### PROBLEMA PROPOSTO A
De acordo com o trecho sobre crime preterdoloso, em que consiste o delito de homicídio?

### TRECHO
▬▬▬▬▬▬
Sobre crime preterdoloso é a doutrina de Julio Fabbrini Mirabete:

"O crime preterdoloso é um crime misto, em que há uma conduta que é dolosa, por dirigir-se a um fim típico, e que é culposa pela causação de outro resultado que não era objeto do crime fundamental pela inobservância do cuidado objetivo. Não há aqui um terceiro elemento subjetivo, ou forma nova de dolo ou mesmo de culpa. Como bem acentua Pimentel, ‘é somente a combinação de dois elementos — dolo e culpa — que se apresentam sucessivamente no decurso do fato delituoso: a conduta inicial é dolosa, enquanto o resultado final dela advindo é culposo. Há, como se tem afirmado, dolo no antecedente e culpa no conseqüente." Outra controvérsia existente é quanto ao elemento subjetivo da tentativa de homicídio, em contraposição com o delito de lesões corporais. Neste sentido, o Tribunal de Justiça de Santa Catarina, em acórdão da lavra do eminente Des. Nilton Macedo Machado, assentou: "JÚRI — HOMICÍDIO — TENTATIVA — DESCLASSIFICAÇÃO PARA LESÕES CORPORAIS — ANIMUS NECANDI DEMONSTRADO — DECISÃO CONTRÁRIA À PROVA DOS AUTOS — NOVO JULGAMENTO ORDENADO. A tentativa também se revela pelos atos praticados pelo agente, aliados à natureza e sede das lesões sofridas pela vítima; se ele não só feriu a vítima em região letal, mas também se evidenciou que tinha o objetivo de matá-la, não se trata de lesão corporal, mas de homicídio tentado diante do evidente animus necandi." Ora, enquanto o delito de lesões corporais consiste na vontade livre e consciente de apenas causar dano à integridade física ou à saúde de outrem ou a aceitação do risco de provocar o resultado, o de homicídio consiste na vontade de ceifar a vida de um semelhante.
▬▬▬▬▬▬
### DADOS FORNECIDOS
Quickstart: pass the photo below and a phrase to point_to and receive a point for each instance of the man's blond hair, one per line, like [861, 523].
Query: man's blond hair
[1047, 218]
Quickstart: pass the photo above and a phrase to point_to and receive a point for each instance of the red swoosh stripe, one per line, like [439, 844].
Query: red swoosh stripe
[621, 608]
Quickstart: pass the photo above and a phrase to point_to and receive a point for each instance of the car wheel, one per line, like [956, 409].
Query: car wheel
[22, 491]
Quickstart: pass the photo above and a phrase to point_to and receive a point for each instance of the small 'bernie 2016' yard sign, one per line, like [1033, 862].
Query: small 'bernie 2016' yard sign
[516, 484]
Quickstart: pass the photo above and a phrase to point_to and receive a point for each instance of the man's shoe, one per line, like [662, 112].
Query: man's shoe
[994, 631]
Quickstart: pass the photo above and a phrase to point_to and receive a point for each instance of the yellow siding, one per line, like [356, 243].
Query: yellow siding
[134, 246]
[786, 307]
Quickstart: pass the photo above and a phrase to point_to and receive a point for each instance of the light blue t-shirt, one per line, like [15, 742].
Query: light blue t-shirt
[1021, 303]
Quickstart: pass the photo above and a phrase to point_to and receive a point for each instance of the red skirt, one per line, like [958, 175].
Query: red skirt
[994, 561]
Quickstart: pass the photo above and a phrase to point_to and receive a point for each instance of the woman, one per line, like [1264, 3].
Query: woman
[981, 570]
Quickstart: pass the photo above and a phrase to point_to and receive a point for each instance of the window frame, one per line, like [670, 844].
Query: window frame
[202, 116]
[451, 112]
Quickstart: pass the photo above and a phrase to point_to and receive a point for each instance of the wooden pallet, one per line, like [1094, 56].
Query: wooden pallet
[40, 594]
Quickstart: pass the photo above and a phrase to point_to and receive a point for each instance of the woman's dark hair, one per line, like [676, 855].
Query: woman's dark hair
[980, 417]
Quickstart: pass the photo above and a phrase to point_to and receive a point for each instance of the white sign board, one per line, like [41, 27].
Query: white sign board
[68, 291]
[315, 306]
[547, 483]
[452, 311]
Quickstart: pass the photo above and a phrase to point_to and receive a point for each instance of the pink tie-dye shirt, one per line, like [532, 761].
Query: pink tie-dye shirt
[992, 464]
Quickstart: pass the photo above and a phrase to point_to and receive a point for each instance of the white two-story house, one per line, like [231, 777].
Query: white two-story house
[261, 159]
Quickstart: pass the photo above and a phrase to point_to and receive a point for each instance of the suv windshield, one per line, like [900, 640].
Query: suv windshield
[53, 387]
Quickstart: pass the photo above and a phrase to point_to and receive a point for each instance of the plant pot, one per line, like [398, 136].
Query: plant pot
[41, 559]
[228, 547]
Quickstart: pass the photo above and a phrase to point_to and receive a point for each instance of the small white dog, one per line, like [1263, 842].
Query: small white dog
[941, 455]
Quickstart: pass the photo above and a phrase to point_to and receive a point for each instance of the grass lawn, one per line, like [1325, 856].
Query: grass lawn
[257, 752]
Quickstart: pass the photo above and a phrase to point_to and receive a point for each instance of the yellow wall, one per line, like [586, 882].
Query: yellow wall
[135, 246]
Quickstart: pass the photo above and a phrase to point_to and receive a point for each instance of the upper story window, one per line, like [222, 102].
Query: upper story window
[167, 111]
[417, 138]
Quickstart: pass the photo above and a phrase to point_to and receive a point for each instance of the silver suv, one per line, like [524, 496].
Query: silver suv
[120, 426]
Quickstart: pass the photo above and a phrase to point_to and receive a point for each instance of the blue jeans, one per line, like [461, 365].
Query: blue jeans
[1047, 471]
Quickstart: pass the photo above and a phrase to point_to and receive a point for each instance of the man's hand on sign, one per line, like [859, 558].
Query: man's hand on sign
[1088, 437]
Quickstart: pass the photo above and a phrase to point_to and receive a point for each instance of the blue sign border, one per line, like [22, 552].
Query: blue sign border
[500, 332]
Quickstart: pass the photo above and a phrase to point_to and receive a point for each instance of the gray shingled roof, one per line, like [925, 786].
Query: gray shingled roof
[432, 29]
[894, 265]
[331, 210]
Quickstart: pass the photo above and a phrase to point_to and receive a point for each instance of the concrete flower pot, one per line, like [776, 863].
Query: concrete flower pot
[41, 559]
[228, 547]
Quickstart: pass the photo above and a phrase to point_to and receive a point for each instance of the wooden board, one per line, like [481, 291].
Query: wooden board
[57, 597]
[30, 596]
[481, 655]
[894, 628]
▬▬▬▬▬▬
### PROBLEMA PROPOSTO B
Transcreva, sem nenhuma alteração, as linhas dos registros começando na que contém "like [1325, 856]." e terminando na que contém "[1047, 471]", incluindo ambas.

### RESPOSTA A
Na vontade de ceifar a vida de um semelhante.

### RESPOSTA B
Quickstart: pass the photo above and a phrase to point_to and receive a point for each instance of the grass lawn, one per line, like [1325, 856].
Query: grass lawn
[257, 752]
Quickstart: pass the photo above and a phrase to point_to and receive a point for each instance of the yellow wall, one per line, like [586, 882].
Query: yellow wall
[135, 246]
Quickstart: pass the photo above and a phrase to point_to and receive a point for each instance of the upper story window, one per line, like [222, 102].
Query: upper story window
[167, 111]
[417, 138]
Quickstart: pass the photo above and a phrase to point_to and receive a point for each instance of the silver suv, one per line, like [524, 496].
Query: silver suv
[120, 426]
Quickstart: pass the photo above and a phrase to point_to and receive a point for each instance of the blue jeans, one per line, like [461, 365].
Query: blue jeans
[1047, 471]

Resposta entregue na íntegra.